(Part of a data file)
--- Start ---

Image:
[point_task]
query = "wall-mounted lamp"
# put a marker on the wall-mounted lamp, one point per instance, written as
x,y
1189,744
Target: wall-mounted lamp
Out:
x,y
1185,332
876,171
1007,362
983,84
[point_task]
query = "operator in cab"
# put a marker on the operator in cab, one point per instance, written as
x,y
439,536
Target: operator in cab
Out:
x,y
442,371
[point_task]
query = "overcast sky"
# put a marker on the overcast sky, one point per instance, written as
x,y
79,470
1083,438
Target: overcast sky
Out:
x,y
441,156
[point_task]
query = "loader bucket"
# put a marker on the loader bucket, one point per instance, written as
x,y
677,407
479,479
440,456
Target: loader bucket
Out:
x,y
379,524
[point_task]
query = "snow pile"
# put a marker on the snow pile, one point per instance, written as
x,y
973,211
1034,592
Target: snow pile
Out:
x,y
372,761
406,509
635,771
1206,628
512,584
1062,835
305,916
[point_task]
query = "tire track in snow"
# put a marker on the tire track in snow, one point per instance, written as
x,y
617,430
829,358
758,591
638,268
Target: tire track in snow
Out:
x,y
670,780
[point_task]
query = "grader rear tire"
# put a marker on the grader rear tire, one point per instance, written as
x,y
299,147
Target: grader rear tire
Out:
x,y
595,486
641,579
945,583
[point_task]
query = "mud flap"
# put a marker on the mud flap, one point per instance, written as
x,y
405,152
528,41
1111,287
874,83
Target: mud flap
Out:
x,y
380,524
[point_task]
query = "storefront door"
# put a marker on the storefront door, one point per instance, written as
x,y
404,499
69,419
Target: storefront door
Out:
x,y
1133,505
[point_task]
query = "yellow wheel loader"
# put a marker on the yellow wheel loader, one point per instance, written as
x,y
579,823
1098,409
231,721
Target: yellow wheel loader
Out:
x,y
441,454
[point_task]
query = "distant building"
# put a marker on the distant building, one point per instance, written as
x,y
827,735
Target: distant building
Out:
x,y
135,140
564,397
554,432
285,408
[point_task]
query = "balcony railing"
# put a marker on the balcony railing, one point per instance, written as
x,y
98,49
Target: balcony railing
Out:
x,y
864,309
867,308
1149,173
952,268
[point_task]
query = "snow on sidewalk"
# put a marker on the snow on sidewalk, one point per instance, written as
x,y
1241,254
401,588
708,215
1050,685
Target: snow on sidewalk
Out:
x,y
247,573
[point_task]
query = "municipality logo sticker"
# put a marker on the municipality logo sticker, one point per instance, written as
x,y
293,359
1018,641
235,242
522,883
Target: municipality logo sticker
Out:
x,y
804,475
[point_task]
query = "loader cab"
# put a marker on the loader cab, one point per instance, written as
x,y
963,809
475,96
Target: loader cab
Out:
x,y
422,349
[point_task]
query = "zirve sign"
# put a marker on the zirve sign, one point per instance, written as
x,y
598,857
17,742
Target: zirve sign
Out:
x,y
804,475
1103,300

--- End ---

§ **PROBLEM STATEMENT**:
Without leaving anything out, give the entries again exactly.

§ **COMPLETED EXERCISE**:
Image:
[point_task]
query = "wall-mounted lamp"
# put a marker on the wall-mounted lamp, one point per instance, written as
x,y
1189,744
Target: wall-mounted lamp
Out:
x,y
1185,332
876,171
1007,362
983,84
[point_task]
query = "operator in cab"
# put a marker on the operator in cab, one point per instance, written as
x,y
439,536
Target: operator in cab
Out:
x,y
442,371
[point_task]
query = "overcast sky"
# put a marker on the overcast sky, one point per instance, written as
x,y
79,470
1083,438
Target: overcast sky
Out:
x,y
441,156
[point_task]
query = "loader bucket"
# put a marker on the loader bucket, one point per instance, written as
x,y
677,407
479,479
440,456
Target: loader bucket
Out:
x,y
379,524
[point_task]
query = "snow pile"
# put a marker on the snow pile, one point per instance, written as
x,y
973,211
1034,592
Target: snow pile
Out:
x,y
372,761
406,509
635,771
1206,628
512,584
1062,835
305,916
[point_task]
query = "tire track in snow"
# put a marker on the tire track in snow, one point per instance, written as
x,y
617,430
829,358
758,591
638,268
Target: tire track in snow
Out:
x,y
670,780
[point_task]
query = "grader rear tire"
# put a marker on the grader rear tire, one point per instance, written as
x,y
299,147
Target: grader rear tire
Out:
x,y
595,486
641,579
945,583
[point_task]
query = "mud flap"
# put a marker on the mud flap, one point per instance, written as
x,y
405,152
528,41
1111,287
874,83
Target: mud flap
Out:
x,y
380,524
[point_task]
query = "storefront door"
# put a marker on the storefront door, one point per instance, written as
x,y
404,499
69,419
Target: storefront door
Out:
x,y
1133,505
[point_task]
query = "yellow wheel loader"
# put a marker on the yellow wheel loader, one point per instance, written as
x,y
579,823
1098,409
231,721
Target: yellow wheel loader
Out:
x,y
441,454
[point_task]
query = "distant building"
# put a marker on the distant building, one point per instance, written as
x,y
827,735
Target: distant building
Out:
x,y
135,140
564,397
554,432
285,408
[point_task]
query = "balcony railing"
# put a marker on the balcony railing, one point per instance, written as
x,y
98,49
Target: balcony railing
Out:
x,y
864,309
867,308
1149,173
952,268
[point_task]
query = "snow on sidewalk"
# put a marker on the snow on sidewalk, one point per instance, written as
x,y
1241,254
401,588
708,215
1050,685
Target: snow on sidewalk
Out:
x,y
247,573
[point_task]
query = "municipality logo sticker"
# put a marker on the municipality logo sticker, one point per instance, written as
x,y
293,359
1018,641
235,242
522,883
Target: municipality logo sticker
Out:
x,y
804,475
[point_task]
query = "loader cab"
# put a marker on the loader cab, one point per instance, written as
x,y
963,809
475,96
Target: loader cab
Out:
x,y
422,349
[point_task]
query = "zirve sign"
# put a marker on the zirve sign, one point per instance, written as
x,y
598,857
17,742
Target: zirve sign
Out:
x,y
804,475
1103,300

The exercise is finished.